→ Serie di compiti
a) Nel brano sull'eucaristia, quale parola indica uno dei nomi di Dio nello scritto di Marguerite Yourcenar che vi è citato?
b) Prosegui il brano sull'eucaristia a partire dalla sua ultima frase.

++++ Brano fornito ++++

Siamo nell’ordine di un’esperienza che conosciamo tutti, perché costitutiva del nostro esistere.
E il mangiare presuppone la fame, una condizione di indigenza che ha bisogno di essere
guarita.
Per capire, gustare, assaporare l’eucaristia è necessario prendere coscienza della fame che abita dentro di noi e rode in profondità le risorse del nostro vivere abituale.
Si viene alla celebrazione eucaristica non per un senso del dovere o per i valori simbolici che essa esprime, ma si viene perché si è mossi da una fame profonda.
Fame di che cosa?
Potremmo dire semplicemente: fame di vita, fame di tutto ciò che ci permette di dire: “Ora finalmente mi sento vivere”.
Per rimediare a questa fame Gesù ci parla di pane, quasi a ricordarci che non si tratta di un mangiare in senso metaforico, ma di un mangiare concreto, come concreto è un pane che compare sulla nostra tavola, come concreto era il pane che egli aveva moltiplicato per sfamare la folla che lo seguiva.
In uno scritto di Marguerite Yourcenar, intitolato I trentatré nomi di Dio, ho trovato che uno dei nomi è affidato a questa semplice parola: il pane.
Da questo accostamento così sorprendente il pane non viene smaterializzato fino ridursi a realtà solo simbolica.
E’ Dio invece che in qualche modo si rende presente nel pane così che questo viene a intridersi di una luce particolare.
Nell’eucaristia riscontriamo il pieno avverarsi di quel progetto di amore per cui il figlio di Dio è disceso dal cielo, si è abbassato fino a farsi carne e sangue come uno di noi.
Ma con l’incarnazione non aveva ancora toccato l’ultima soglia della sua divina umiltà.
Parlando ai bambini della prima comunione, una volta mi sono permesso di immaginare con loro questa scena.
Nella famiglia di Dio formata dal Padre, dal Figlio e dallo Spirito Santo c’è stato un momento in cui il Figlio, vedendo quanta miseria ci fosse sulla terra, quanta sofferenza nel cuore degli uomini, quanta solitudine anche tra persone che pure condividevano la stessa vita, si commosse profondamente e confidò questo desiderio.”Voglio essere anch’io con queste creature che soffrono. Voglio essere accanto a loro. Non solo: voglio diventare pane per la loro fame di vita.

++++ Voci archiviate ++++

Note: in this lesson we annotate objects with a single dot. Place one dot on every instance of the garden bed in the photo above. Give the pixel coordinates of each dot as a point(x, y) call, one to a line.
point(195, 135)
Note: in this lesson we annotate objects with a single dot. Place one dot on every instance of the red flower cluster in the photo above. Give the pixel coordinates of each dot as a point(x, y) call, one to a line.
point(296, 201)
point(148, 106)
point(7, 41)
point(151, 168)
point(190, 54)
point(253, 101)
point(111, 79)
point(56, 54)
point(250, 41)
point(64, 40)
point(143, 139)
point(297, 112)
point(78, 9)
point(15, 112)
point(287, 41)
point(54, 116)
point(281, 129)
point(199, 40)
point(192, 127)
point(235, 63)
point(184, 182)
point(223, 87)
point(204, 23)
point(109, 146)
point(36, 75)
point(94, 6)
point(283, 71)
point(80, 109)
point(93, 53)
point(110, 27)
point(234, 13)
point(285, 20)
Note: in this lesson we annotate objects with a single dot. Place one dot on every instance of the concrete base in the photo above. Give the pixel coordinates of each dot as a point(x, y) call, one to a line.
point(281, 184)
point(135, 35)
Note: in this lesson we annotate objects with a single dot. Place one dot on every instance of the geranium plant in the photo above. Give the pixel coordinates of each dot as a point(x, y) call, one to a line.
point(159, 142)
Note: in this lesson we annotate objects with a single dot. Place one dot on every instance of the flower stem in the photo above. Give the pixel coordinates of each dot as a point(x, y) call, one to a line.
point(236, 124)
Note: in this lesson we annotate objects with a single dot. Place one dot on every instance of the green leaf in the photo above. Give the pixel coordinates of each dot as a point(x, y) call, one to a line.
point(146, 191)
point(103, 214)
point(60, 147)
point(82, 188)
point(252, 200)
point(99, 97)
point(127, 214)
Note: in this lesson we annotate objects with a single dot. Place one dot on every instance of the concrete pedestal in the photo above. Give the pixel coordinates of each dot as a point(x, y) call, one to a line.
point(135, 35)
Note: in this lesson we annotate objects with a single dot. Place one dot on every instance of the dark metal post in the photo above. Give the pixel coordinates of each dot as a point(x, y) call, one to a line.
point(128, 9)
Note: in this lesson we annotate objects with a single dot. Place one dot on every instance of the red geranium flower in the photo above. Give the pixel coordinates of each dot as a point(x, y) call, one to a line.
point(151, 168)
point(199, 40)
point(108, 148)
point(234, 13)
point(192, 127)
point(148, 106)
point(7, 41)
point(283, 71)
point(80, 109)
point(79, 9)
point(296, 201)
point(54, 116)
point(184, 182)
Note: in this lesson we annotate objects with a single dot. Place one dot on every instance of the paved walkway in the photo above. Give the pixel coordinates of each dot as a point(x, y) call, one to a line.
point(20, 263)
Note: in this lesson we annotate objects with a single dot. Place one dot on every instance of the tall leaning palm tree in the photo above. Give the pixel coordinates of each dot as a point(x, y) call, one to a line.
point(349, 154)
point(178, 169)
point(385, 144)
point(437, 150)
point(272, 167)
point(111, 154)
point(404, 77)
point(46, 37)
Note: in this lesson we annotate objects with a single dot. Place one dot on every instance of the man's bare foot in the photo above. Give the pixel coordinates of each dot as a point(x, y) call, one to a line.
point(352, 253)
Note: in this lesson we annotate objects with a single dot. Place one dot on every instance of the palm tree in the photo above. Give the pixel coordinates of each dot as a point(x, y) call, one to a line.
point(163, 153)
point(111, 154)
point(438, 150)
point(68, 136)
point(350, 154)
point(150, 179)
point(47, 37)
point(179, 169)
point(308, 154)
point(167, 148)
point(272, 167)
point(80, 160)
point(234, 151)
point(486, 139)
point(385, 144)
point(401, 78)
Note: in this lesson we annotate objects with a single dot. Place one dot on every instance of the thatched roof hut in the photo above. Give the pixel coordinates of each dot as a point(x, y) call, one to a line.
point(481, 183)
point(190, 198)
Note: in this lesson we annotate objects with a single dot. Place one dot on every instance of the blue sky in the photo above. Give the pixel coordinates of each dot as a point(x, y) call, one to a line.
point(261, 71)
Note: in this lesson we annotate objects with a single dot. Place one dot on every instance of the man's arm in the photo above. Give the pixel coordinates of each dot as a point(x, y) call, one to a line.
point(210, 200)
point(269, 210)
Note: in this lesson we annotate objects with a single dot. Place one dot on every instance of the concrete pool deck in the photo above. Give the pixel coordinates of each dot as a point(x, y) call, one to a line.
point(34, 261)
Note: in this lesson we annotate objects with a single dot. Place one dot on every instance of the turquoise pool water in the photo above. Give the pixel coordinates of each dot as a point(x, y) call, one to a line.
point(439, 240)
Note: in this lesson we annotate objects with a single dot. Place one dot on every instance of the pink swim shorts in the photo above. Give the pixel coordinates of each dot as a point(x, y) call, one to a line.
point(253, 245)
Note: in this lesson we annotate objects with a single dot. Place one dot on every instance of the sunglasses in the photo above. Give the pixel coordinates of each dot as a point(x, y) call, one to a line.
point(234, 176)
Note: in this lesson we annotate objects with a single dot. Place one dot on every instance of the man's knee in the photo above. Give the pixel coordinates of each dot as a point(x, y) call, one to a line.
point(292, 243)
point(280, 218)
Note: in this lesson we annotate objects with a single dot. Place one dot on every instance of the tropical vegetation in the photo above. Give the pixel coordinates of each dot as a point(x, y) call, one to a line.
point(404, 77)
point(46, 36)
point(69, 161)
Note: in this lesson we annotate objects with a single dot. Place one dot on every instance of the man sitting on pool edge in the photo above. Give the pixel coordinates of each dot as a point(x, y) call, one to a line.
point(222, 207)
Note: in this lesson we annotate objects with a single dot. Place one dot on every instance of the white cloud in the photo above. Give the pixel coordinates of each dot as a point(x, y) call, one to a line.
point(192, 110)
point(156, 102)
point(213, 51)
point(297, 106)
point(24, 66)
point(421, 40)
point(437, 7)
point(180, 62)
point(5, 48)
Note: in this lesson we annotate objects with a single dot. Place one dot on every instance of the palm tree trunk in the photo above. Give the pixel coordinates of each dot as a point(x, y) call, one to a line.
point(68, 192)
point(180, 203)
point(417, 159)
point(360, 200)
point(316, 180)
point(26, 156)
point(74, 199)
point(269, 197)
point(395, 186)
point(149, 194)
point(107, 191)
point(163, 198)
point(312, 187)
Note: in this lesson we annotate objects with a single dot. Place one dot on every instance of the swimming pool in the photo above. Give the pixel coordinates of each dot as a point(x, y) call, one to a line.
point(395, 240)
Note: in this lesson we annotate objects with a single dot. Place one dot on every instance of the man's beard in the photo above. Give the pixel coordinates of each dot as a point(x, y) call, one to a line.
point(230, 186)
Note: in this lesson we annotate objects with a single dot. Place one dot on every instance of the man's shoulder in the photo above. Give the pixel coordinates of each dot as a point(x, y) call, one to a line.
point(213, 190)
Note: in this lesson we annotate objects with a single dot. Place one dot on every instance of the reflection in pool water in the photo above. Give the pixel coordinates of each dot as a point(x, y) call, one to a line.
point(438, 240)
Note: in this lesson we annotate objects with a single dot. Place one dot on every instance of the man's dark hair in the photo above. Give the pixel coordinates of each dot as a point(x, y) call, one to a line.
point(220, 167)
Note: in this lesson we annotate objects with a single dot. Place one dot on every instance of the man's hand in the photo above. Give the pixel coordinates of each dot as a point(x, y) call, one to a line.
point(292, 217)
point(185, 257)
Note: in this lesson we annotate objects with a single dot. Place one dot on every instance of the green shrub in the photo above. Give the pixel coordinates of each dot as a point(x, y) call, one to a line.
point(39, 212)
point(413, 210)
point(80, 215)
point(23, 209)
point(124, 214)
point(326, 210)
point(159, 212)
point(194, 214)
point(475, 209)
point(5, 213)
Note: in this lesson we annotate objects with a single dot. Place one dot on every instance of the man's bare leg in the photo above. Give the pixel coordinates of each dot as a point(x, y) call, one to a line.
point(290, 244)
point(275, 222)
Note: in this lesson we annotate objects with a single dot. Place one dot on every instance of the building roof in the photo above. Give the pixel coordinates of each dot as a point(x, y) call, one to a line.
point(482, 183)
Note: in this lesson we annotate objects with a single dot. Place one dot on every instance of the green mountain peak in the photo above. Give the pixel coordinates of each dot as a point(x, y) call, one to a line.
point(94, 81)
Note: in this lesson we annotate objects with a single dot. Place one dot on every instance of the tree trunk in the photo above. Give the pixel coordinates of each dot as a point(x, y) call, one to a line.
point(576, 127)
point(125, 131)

++++

→ Risultati dell'esercizio
a) Il pane.

b)
Sì, voglio diventare pane”.
Ecco perché Gesù si presenta come il pane disceso dal cielo.
Lungo questa linea di comprensione che del dono dell’eucaristia ci è stata tracciata da Gesù stesso, troviamo parole sconcertanti e perfino urtanti per la nostra sensibilità: “Chi mangia la mia carne e beve il mio sangue, ha la vita eterna”.
Ma sono proprio così scandalose queste parole?
Se dicendo “la carne”e “il sangue” Gesù intendeva parlare della sua identità, allora si può intuire il senso meraviglioso di questo discorso.
Cristo non ci dà soltanto una dottrina o un modello da imitare.
E neppure ci dà solo la presenza dell’Emmanuele, del Dio con noi, ma la presenza di un Dio che è in noi come è in noi il pane che noi mangiamo.
Se poteva bastare toccare le frange del mantello di Gesù per sentirsi miracolati, abbiamo mai pensato quale forza potrebbe esprimere l’eucaristia che le liturgie orientali chiamano “fuoco e Spirito”?
Si comprende perché tutto il discorso sul pane disceso del cielo è scandito dalla parola “vita” e dal verbo “vivere”.
Questa riflessione ci permette di renderci conto del valore che hanno le nostre celebrazioni eucaristiche.
Quando possiamo dire di avere partecipato a una messa che fosse veramente viva?
Ci capita talvolta di confidare: “Ho assistito a una bella messa”.
Perché è stata bella?
Forse perché i canti eseguiti dal coro erano stati preparati con molta cura?
O anche perché c’è stato qualcuno che ha parlato molto bene, spiegando il vangelo?
Una messa è bella quando, comunicando con la presenza reale di Cristo, diventiamo noi stessi presenza reale di Cristo nel mondo.
A volte siamo troppo preoccupati di noi stessi.
Ci sono persone che pregano e fanno la comunione per godere della sua presenza pacificante e rassicurante.
Ma non è questo un modo esemplare di vivere l’eucaristia.
Fare la comunione è nutrirsi della sua presenza viva, dei suoi pensieri, del suo amore così da allargare i confini del nostro cuore.
Si è pronti allora a provare pietà per tutti quelli che non credono o che non sperano.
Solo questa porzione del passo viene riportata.